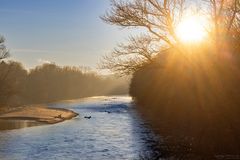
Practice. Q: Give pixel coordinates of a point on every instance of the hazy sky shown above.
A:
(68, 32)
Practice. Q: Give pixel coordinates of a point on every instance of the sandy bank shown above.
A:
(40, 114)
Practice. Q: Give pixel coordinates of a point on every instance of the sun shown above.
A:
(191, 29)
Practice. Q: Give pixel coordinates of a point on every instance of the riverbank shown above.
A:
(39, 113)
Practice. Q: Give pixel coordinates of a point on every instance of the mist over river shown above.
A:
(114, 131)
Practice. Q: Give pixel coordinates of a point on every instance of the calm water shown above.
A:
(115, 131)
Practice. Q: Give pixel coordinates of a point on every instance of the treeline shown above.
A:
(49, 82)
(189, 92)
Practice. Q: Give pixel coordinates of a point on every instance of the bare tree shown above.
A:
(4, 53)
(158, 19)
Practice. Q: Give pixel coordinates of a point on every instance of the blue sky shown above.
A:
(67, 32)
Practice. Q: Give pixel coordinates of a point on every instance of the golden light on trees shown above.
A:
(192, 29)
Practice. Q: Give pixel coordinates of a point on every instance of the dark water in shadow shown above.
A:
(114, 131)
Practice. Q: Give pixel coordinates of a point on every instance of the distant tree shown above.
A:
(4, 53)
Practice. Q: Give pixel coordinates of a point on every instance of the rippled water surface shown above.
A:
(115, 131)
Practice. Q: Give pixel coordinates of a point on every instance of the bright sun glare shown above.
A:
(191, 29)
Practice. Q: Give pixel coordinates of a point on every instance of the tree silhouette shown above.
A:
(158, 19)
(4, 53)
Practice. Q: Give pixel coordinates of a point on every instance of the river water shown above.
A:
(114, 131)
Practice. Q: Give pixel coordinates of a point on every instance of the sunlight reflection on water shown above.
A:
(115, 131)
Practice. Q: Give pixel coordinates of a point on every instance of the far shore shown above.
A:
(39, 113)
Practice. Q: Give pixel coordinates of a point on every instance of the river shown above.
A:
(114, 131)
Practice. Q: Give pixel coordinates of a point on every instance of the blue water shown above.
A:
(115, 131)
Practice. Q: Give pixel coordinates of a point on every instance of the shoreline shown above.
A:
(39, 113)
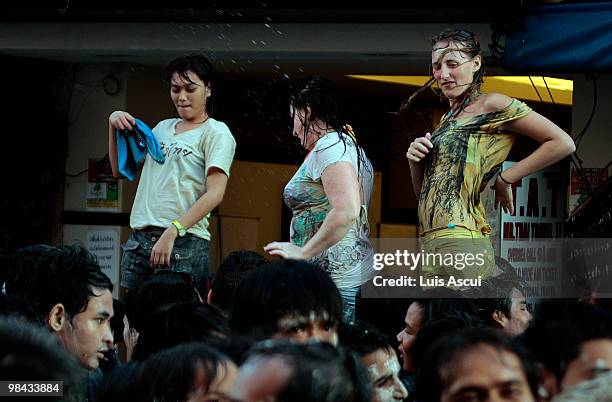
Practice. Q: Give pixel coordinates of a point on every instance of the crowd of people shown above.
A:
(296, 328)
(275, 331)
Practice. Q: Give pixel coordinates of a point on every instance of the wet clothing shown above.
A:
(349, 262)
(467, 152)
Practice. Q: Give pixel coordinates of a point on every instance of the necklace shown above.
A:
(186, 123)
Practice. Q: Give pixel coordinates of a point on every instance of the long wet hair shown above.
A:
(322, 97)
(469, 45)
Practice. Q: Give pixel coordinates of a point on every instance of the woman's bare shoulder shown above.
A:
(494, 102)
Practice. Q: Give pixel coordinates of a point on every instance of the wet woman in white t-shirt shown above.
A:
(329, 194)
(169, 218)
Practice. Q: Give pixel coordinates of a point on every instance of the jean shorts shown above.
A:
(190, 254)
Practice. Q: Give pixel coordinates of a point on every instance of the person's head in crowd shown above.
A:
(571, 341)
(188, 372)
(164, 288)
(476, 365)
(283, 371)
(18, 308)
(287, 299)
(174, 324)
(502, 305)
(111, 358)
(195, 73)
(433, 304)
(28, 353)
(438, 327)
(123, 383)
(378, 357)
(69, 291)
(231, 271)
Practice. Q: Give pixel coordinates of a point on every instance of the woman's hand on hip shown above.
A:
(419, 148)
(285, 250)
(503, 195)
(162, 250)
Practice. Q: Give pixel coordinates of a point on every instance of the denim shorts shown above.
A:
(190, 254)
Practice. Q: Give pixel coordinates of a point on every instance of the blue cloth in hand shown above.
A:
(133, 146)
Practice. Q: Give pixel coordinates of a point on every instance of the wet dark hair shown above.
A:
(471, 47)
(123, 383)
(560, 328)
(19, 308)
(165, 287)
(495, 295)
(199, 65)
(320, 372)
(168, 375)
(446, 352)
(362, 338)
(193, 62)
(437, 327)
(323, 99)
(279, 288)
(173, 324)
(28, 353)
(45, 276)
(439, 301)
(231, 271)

==

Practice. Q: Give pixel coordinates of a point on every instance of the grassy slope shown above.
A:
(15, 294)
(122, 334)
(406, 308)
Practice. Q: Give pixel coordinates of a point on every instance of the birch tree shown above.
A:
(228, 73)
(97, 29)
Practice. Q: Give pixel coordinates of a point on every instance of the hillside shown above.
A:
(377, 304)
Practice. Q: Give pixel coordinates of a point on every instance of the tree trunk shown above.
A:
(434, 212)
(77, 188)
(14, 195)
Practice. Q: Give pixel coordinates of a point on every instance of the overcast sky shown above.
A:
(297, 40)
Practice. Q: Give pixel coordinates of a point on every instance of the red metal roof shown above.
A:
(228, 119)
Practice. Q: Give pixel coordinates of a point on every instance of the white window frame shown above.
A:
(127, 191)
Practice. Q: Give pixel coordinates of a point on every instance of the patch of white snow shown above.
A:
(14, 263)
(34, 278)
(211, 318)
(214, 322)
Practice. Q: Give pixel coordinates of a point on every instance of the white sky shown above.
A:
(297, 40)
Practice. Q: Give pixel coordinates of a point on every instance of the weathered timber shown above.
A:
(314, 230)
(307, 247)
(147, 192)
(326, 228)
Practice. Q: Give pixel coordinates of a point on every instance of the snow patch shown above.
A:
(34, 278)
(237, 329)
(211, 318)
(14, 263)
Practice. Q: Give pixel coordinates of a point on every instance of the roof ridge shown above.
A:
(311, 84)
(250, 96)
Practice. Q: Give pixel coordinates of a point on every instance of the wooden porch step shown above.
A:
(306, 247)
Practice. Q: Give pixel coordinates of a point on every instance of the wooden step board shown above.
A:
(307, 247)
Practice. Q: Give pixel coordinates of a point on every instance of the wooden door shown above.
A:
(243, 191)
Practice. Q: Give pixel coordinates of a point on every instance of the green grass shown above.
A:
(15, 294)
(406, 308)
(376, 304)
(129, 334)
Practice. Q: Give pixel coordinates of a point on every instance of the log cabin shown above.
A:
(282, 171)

> Exercise directions:
Within the entries above, how many lines include the word "snow"? Respond with the number only.

> Exercise solution:
2